Referring expression pointing data:

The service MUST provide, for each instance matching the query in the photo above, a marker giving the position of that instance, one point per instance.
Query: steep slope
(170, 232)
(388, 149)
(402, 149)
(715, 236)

Description of the task: Give back each record, exactly as it reads.

Your solution:
The service MUST provide, for each instance matching the query in the photo above, a marker giving the position of that instance, one point per instance.
Query: steep slope
(170, 232)
(388, 149)
(402, 149)
(715, 236)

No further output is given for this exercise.